### Page text:
# # # # # # #

Monday, December 27, 2010

Episode 2: Fröhliche Weihnachten

My mom was born & raised in Germany so I have very specific ideas on how the Christmas season should look, sound, smell and taste.  Gotta have real candles on the very real tree.  Just a few...and yes, I light them on Christmas morning while "O Tannenbaum" & "Stille Nacht" play.  Gotta have frankincense-scented incense for the smoking man  (which, besides smelling Christmas-y, also hides the smell of any herbal celebrating you may choose to do.   And regardless of what the calendar says, it absolutely can NOT be Christmas without Streuselkuchen and Lebkuchen.

Streuselkuchen is this delightfully buttery German coffee cake that Mom used to make.  Just to be clear - you can have Streuselkuchen without Christmas, but never, EVER Christmas without Streuselkuchen.  Fabulously delicious, but certainly not for those who have a doctor yelling about cholesterol...it has nearly three-quarters of a pound of butter in it.  And yes, you have to use real butter...to even contemplate using margarine would be sacrilege.

Streuselkuchen



Preheat your oven to 350.  I spray a 10" X 15" X 3/4" sheet pan, line it with parchment, then spray the parchment.  Probably overkill but better that than a stuck Streuselkuchen...

Streusel
  • 1 3/4 sticks unsalted butter, softened
  • 2 cups flour
  • 2/3 cup sugar
Mix well.  Put in the fridge while you mix your dough.

Dough
  • 1 stick butter, softened
  • 1 cup sugar
  • 1 egg
  • 3 cups all-purpose flour (I always use unbleached cuz they use benzoyl peroxide to bleach flour...you know, the active ingredient in the zit stuff you used in high school...but that's up to you)

# # # # # # #

### What you will do:
- A) From the Christmas post, extract the passage from "Streuselkuchen is this" to "a stuck Streuselkuchen...", word for word.
- B) Answer these about the Christmas post:
(i) In what country was the writer's mom born and raised?
(ii) To what temperature is the oven preheated?
(iii) How much sugar goes into the streusel?
Rely only on the Christmas post for answers.

### Entries:
# # # # # # #

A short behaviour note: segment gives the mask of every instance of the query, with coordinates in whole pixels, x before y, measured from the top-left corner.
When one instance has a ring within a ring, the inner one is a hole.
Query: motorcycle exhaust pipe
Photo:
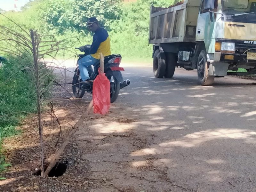
[[[130,84],[130,80],[129,79],[125,80],[123,83],[120,83],[120,89],[123,89],[124,87],[125,87],[126,86],[128,86]]]

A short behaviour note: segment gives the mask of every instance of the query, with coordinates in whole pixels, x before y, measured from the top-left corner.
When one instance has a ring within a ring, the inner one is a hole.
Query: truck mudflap
[[[226,76],[229,65],[228,63],[211,62],[208,68],[208,75],[215,76]]]

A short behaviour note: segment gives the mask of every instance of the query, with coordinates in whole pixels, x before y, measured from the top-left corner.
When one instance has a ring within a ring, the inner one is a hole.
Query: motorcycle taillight
[[[108,61],[108,63],[115,63],[115,64],[118,64],[119,65],[121,62],[121,60],[122,59],[122,58],[120,57],[116,57]]]

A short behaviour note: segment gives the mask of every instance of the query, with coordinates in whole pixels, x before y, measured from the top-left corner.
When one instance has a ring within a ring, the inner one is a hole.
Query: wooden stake
[[[44,177],[47,177],[48,175],[49,174],[49,173],[50,172],[51,172],[51,170],[52,170],[52,169],[56,163],[57,163],[59,158],[63,152],[63,151],[64,150],[64,149],[65,149],[66,146],[67,146],[67,145],[68,145],[68,144],[69,142],[70,139],[75,134],[76,132],[76,131],[77,129],[79,128],[80,126],[83,124],[85,118],[85,116],[86,116],[86,112],[89,113],[90,111],[92,108],[92,107],[93,107],[93,101],[92,100],[91,101],[90,104],[89,104],[89,106],[88,106],[88,108],[87,108],[85,112],[83,113],[82,116],[80,117],[79,120],[76,122],[76,124],[75,125],[73,128],[70,131],[69,133],[68,133],[68,134],[64,139],[64,142],[63,142],[63,143],[61,144],[61,146],[60,146],[58,151],[54,154],[50,164],[47,167],[47,169],[46,169],[46,170],[44,172]]]
[[[101,53],[100,54],[100,73],[104,73],[104,56]]]

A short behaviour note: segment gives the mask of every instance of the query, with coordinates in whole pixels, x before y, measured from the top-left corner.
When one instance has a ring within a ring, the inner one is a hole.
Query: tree
[[[73,23],[69,18],[72,10],[72,2],[67,0],[44,2],[41,11],[41,18],[46,23],[49,30],[55,30],[62,34],[67,29],[73,28]]]
[[[121,0],[75,0],[70,18],[78,29],[83,29],[87,19],[96,17],[105,27],[109,27],[121,15]]]

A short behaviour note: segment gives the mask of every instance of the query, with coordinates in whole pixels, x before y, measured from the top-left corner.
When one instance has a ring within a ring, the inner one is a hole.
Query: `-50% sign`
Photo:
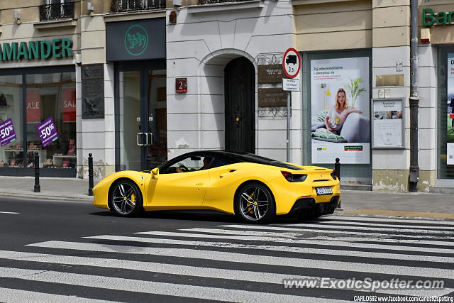
[[[16,133],[11,119],[0,123],[0,145],[9,144],[16,140]]]
[[[58,133],[54,123],[54,119],[48,118],[36,126],[38,134],[41,139],[43,146],[45,147],[58,139]]]

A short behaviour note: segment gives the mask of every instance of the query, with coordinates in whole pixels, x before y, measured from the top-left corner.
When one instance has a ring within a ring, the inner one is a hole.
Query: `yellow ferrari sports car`
[[[224,150],[188,153],[150,171],[117,172],[100,181],[93,194],[94,205],[120,216],[213,209],[248,223],[293,211],[301,219],[331,214],[340,199],[333,170]]]

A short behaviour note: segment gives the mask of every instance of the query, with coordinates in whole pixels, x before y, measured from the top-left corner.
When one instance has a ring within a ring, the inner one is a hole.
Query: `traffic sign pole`
[[[287,93],[287,162],[290,162],[290,102],[292,92]]]
[[[294,83],[293,79],[298,76],[301,69],[301,59],[298,51],[289,48],[282,57],[282,69],[285,75],[290,79],[282,79],[282,89],[289,91],[287,95],[287,162],[290,161],[290,116],[292,109],[292,92],[299,91],[299,83]],[[292,83],[293,82],[293,83]],[[292,86],[292,84],[297,84]]]

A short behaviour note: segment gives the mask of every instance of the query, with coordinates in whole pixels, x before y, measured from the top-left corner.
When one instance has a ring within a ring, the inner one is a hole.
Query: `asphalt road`
[[[331,216],[248,226],[208,211],[121,218],[88,203],[1,198],[0,302],[449,299],[453,232],[453,221]],[[329,278],[330,288],[286,287],[289,278]],[[349,279],[444,287],[371,291]]]

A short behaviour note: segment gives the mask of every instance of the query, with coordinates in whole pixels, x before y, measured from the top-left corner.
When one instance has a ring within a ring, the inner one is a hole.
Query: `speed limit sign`
[[[293,79],[298,75],[301,68],[301,60],[297,50],[289,48],[285,51],[282,58],[282,68],[289,78]]]

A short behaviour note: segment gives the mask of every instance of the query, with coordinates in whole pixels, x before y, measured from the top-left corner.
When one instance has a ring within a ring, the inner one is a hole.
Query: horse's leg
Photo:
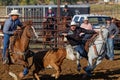
[[[60,71],[61,71],[60,66],[58,66],[57,64],[55,64],[55,62],[52,62],[51,66],[56,70],[56,73],[52,74],[51,76],[55,77],[55,79],[57,79],[60,76]]]
[[[81,64],[80,64],[80,54],[78,53],[78,52],[76,52],[76,62],[77,62],[77,71],[79,71],[80,72],[80,70],[81,70]]]

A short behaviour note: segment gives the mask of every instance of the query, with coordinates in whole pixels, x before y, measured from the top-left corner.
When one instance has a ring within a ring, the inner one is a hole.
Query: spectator
[[[49,7],[48,12],[46,13],[47,21],[49,20],[55,21],[55,17],[56,17],[55,12],[52,10],[52,7]]]
[[[83,23],[80,26],[81,28],[87,29],[87,30],[92,30],[92,25],[88,22],[88,18],[84,17]],[[87,39],[89,39],[92,35],[91,34],[84,34],[81,33],[80,34],[81,37],[83,37],[83,43],[85,44],[85,42],[87,41]]]
[[[74,49],[80,53],[81,56],[87,57],[87,53],[84,52],[84,47],[82,46],[80,33],[94,34],[93,30],[86,30],[84,28],[76,28],[76,23],[71,22],[70,28],[67,28],[62,35],[64,35],[68,42],[74,47]]]
[[[18,10],[12,10],[9,16],[10,17],[5,21],[3,27],[3,33],[4,33],[3,53],[2,53],[3,64],[9,62],[8,48],[10,43],[10,37],[17,33],[16,32],[17,26],[22,27],[22,23],[19,20],[20,13],[18,13]]]
[[[106,27],[109,31],[109,36],[107,39],[107,57],[109,58],[109,60],[113,60],[114,59],[114,37],[119,33],[119,29],[117,28],[117,26],[111,22],[111,19],[107,19],[106,20]]]

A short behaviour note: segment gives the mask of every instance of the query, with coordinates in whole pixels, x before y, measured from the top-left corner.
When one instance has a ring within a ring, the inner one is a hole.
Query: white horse
[[[89,51],[88,51],[88,66],[84,68],[84,70],[88,73],[88,75],[91,75],[91,71],[96,68],[96,66],[102,61],[102,59],[105,57],[104,49],[105,49],[105,44],[108,36],[108,30],[105,27],[101,27],[100,29],[97,29],[99,31],[99,34],[89,45]],[[71,48],[71,49],[70,49]],[[69,50],[72,53],[75,54],[76,56],[76,63],[77,63],[77,70],[81,70],[81,65],[80,65],[80,59],[82,56],[80,55],[79,52],[76,52],[74,50],[74,47],[69,45]],[[94,63],[93,63],[93,60]]]
[[[99,29],[99,35],[96,37],[95,41],[91,43],[88,51],[88,66],[84,68],[88,76],[91,76],[91,71],[93,71],[98,64],[101,63],[102,59],[105,57],[105,44],[108,37],[108,30],[106,27],[101,27]]]

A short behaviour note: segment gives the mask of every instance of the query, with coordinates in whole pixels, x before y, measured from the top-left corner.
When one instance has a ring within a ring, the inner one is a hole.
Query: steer
[[[52,77],[56,79],[60,76],[61,64],[64,59],[75,60],[73,50],[69,48],[69,45],[66,48],[52,49],[48,51],[39,51],[33,56],[33,64],[35,69],[33,70],[33,76],[39,79],[38,73],[44,68],[54,68],[56,70],[55,74],[52,74]]]

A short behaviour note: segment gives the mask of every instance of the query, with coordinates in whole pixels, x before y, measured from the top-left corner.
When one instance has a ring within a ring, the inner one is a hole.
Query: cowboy
[[[18,10],[12,10],[9,13],[9,18],[5,21],[3,27],[4,41],[3,41],[3,64],[9,63],[8,60],[8,48],[10,43],[10,37],[17,33],[17,26],[22,27],[22,23],[19,20],[20,13]]]
[[[92,30],[92,25],[89,23],[88,18],[84,17],[83,23],[80,26],[81,28],[87,29],[87,30]],[[85,44],[85,42],[87,41],[87,39],[89,39],[92,35],[91,34],[84,34],[81,33],[80,34],[83,37],[83,43]]]
[[[70,9],[68,9],[67,5],[64,5],[62,17],[66,17],[67,20],[71,20],[71,18],[73,17],[73,13],[70,11]]]
[[[111,19],[106,19],[106,28],[109,31],[108,39],[107,39],[107,57],[109,60],[114,60],[114,43],[113,40],[115,36],[119,33],[119,29],[117,26],[111,22]]]
[[[94,34],[96,32],[94,30],[86,30],[80,27],[76,28],[77,25],[75,22],[71,22],[70,25],[70,28],[67,28],[64,32],[62,32],[62,35],[67,38],[69,44],[71,44],[81,56],[87,57],[81,42],[80,33]]]
[[[46,17],[47,21],[49,21],[50,19],[52,19],[52,21],[55,21],[56,14],[52,10],[52,7],[48,8],[48,12],[46,13],[45,17]]]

# # # # # # #

### Task-by-task solutions:
- A)
Streuselkuchen is this delightfully buttery German coffee cake that Mom used to make.  Just to be clear - you can have Streuselkuchen without Christmas, but never, EVER Christmas without Streuselkuchen.  Fabulously delicious, but certainly not for those who have a doctor yelling about cholesterol...it has nearly three-quarters of a pound of butter in it.  And yes, you have to use real butter...to even contemplate using margarine would be sacrilege.

Streuselkuchen



Preheat your oven to 350.  I spray a 10" X 15" X 3/4" sheet pan, line it with parchment, then spray the parchment.  Probably overkill but better that than a stuck Streuselkuchen...

- B)
(i) Germany
(ii) 350
(iii) 2/3 cup